Problem statement. What lines in this listing contain the string "clicks"? Report each one by copying it.

#### Records for this exercise

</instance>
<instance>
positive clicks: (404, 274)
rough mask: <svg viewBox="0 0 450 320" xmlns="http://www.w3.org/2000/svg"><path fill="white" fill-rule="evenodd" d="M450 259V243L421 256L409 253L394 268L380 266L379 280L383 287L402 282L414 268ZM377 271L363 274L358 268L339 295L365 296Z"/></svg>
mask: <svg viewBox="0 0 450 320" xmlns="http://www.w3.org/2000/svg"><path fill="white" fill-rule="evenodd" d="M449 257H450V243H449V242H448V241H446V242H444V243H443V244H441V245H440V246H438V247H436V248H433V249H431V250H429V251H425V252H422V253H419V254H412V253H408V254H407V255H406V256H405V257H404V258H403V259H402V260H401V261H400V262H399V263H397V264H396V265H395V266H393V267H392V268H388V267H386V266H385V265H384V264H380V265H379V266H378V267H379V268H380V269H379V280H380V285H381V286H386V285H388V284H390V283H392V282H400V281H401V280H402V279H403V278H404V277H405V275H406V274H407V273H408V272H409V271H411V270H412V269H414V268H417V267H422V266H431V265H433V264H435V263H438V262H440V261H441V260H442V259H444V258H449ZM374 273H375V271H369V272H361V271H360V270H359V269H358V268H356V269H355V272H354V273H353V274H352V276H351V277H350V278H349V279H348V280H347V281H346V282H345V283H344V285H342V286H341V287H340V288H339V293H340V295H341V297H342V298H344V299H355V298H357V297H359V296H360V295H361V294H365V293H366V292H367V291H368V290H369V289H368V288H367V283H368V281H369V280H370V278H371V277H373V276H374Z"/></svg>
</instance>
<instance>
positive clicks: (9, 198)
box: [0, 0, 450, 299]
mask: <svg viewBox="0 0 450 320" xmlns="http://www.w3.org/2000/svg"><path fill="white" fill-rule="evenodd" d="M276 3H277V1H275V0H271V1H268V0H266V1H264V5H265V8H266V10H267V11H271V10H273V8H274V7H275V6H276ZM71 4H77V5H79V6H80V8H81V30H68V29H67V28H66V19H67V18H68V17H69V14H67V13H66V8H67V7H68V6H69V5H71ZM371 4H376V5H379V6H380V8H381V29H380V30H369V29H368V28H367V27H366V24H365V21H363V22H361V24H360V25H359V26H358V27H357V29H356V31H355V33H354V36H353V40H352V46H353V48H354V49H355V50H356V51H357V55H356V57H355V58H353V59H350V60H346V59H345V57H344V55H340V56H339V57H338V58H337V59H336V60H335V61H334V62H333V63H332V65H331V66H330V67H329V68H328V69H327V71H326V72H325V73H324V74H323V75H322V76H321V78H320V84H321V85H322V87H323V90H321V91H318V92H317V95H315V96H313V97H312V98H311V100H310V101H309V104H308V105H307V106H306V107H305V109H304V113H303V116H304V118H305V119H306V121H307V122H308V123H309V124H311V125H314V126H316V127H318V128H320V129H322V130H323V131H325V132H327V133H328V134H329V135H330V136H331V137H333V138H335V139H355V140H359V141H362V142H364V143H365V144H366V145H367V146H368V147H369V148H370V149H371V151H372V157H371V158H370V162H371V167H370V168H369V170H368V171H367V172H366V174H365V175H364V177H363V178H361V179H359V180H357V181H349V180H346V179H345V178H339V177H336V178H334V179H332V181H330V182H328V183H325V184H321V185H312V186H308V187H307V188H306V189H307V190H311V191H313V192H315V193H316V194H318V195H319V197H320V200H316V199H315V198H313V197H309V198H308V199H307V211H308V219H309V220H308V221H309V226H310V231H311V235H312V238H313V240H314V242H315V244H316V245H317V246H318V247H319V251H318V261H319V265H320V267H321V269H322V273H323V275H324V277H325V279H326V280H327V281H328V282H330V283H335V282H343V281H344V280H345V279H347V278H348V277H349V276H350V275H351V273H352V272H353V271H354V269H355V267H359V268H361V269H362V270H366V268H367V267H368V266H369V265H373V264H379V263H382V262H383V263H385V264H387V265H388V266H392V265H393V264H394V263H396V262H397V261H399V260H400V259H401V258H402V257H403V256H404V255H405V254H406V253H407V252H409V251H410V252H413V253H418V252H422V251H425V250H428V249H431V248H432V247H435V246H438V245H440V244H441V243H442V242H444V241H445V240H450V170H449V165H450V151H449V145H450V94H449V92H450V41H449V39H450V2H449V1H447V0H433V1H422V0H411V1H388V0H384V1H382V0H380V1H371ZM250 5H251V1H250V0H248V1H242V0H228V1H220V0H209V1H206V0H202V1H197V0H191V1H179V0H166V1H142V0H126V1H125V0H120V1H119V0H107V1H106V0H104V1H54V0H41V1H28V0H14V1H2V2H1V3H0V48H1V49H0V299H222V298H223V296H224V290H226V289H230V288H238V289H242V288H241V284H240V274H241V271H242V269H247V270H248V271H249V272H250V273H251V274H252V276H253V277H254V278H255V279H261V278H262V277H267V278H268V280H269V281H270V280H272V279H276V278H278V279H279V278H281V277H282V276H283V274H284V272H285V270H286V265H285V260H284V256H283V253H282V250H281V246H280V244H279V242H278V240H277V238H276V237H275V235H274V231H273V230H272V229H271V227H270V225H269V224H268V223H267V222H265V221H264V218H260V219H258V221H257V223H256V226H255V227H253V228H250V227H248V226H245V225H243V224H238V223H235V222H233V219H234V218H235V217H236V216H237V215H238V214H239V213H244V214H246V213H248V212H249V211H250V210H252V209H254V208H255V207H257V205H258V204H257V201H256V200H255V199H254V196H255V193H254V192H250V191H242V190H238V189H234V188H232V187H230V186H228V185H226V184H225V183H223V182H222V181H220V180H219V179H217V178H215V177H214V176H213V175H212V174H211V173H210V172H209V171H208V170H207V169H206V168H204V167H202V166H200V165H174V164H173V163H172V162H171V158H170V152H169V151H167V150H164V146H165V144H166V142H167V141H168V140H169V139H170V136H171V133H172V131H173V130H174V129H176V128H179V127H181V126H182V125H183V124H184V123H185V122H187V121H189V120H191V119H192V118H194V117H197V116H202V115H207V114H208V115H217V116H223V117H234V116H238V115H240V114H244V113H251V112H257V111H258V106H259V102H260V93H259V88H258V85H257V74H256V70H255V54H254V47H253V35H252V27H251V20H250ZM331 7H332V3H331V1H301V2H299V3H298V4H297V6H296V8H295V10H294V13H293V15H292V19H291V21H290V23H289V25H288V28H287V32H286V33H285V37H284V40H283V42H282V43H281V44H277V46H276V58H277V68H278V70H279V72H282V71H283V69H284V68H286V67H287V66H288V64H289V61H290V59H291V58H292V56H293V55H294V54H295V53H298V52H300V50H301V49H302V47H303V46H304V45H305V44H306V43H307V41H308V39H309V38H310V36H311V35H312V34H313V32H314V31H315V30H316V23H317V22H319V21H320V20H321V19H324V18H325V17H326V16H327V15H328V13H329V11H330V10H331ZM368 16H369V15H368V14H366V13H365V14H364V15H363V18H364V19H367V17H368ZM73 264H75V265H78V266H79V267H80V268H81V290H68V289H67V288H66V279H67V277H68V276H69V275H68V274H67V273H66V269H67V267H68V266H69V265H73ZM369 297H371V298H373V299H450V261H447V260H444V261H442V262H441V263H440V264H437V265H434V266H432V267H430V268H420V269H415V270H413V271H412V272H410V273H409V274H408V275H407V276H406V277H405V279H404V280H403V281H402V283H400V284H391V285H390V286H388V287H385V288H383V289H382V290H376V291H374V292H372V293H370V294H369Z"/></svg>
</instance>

########

Worked solution.
positive clicks: (404, 274)
positive clicks: (9, 198)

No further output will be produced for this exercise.